**Exercise description**:
Please find every line in the rows below that contains the string "drainpipe" and copy each of those lines. Case matters when matching.

START Exercise input

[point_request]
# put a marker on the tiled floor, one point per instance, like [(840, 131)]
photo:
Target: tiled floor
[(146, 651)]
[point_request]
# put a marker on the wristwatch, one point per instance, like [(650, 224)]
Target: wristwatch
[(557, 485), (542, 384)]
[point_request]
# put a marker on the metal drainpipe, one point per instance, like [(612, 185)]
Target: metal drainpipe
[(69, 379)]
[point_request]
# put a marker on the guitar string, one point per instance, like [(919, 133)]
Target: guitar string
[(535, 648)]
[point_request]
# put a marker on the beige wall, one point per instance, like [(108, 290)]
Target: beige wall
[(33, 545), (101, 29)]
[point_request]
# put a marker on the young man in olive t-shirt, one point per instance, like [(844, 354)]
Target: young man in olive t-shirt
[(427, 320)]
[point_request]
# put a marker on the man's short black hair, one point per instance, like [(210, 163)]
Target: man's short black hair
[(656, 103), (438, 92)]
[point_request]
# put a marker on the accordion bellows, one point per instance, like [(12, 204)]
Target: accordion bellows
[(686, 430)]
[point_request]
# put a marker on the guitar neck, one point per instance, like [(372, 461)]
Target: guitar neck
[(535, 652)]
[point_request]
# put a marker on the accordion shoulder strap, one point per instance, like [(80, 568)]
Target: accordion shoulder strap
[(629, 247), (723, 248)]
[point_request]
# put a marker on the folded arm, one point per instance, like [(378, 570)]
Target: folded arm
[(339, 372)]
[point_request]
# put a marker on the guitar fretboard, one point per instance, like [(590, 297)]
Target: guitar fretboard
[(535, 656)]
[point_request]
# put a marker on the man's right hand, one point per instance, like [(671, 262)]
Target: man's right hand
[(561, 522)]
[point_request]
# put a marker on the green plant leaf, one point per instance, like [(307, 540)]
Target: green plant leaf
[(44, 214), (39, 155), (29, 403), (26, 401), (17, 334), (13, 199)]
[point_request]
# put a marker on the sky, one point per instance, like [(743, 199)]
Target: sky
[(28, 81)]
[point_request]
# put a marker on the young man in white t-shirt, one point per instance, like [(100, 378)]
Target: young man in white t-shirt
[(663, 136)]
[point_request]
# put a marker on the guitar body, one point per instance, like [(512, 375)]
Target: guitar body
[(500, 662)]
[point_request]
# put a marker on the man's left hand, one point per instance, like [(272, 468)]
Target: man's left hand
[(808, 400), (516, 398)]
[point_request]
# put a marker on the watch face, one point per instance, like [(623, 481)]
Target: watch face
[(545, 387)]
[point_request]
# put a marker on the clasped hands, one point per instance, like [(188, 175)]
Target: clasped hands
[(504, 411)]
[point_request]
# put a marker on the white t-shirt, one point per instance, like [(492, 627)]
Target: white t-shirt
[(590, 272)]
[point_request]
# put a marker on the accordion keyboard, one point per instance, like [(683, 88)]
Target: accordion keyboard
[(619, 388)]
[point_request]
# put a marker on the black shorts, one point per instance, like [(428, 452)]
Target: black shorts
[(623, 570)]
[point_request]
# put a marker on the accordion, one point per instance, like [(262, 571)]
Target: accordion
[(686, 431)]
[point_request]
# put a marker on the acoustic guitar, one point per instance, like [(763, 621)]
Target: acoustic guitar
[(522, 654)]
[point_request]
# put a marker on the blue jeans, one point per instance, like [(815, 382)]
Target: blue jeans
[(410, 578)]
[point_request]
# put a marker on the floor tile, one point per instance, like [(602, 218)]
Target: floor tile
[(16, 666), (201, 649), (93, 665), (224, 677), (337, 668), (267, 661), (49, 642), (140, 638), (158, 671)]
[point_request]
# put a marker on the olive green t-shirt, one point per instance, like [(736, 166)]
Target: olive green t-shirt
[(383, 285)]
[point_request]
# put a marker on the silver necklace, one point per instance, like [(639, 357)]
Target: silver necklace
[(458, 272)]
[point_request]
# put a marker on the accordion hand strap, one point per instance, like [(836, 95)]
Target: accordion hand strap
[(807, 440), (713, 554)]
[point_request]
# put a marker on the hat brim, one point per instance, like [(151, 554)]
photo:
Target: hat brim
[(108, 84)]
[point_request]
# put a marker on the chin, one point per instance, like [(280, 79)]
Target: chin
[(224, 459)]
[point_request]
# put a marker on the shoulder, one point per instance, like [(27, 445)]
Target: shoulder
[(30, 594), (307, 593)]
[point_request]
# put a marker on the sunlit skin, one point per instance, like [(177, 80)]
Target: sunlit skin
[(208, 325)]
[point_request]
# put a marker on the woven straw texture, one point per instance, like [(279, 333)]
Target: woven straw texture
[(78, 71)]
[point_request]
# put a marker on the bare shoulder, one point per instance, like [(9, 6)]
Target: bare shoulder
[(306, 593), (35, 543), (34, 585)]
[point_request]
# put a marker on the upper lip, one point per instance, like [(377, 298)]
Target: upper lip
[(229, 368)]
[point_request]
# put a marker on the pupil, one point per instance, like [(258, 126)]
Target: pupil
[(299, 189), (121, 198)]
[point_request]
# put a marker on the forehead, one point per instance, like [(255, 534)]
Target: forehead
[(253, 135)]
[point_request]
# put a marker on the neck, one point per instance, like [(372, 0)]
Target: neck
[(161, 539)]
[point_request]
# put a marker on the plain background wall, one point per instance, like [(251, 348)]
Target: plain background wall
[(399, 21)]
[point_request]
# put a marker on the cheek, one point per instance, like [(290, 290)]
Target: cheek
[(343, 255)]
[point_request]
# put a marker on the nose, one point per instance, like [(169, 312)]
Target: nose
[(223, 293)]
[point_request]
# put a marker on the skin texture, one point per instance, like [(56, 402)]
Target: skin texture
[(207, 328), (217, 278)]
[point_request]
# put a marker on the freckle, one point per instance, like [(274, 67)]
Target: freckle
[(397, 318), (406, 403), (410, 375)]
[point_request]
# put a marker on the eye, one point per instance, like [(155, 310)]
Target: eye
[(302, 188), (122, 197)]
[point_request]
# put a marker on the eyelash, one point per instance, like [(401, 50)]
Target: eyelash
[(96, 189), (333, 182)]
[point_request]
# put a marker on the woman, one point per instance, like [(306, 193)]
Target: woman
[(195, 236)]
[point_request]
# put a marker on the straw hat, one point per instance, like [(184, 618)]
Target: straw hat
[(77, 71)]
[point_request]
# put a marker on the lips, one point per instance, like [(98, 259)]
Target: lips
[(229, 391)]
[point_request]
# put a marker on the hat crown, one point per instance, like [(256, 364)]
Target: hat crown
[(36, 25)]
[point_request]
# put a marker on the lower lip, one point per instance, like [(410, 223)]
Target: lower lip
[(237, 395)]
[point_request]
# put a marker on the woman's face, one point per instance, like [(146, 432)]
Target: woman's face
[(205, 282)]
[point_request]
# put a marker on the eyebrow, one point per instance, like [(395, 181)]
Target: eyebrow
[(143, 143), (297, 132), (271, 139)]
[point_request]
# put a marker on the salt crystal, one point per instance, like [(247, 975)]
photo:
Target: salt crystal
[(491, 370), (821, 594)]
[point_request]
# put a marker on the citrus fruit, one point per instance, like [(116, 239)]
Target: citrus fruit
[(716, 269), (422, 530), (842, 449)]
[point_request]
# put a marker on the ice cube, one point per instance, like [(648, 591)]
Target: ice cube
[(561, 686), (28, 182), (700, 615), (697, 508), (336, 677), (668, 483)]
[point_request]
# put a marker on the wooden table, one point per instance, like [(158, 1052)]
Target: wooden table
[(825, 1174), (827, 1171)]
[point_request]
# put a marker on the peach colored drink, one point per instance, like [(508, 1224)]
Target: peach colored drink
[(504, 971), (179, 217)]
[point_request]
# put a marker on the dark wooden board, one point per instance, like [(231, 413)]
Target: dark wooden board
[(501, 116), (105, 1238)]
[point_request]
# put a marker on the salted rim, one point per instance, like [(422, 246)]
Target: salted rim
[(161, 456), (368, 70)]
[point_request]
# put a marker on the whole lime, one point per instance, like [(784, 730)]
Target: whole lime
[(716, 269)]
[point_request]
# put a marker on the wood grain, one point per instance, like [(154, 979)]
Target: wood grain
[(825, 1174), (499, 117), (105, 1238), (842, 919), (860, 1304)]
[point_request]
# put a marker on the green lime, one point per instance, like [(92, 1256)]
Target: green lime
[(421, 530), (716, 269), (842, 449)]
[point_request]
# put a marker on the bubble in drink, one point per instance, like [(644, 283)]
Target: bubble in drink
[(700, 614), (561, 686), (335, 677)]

END Exercise input

**The completed task**:
# put a marker on the metal drainpipe, one point per instance, like [(612, 185)]
Target: metal drainpipe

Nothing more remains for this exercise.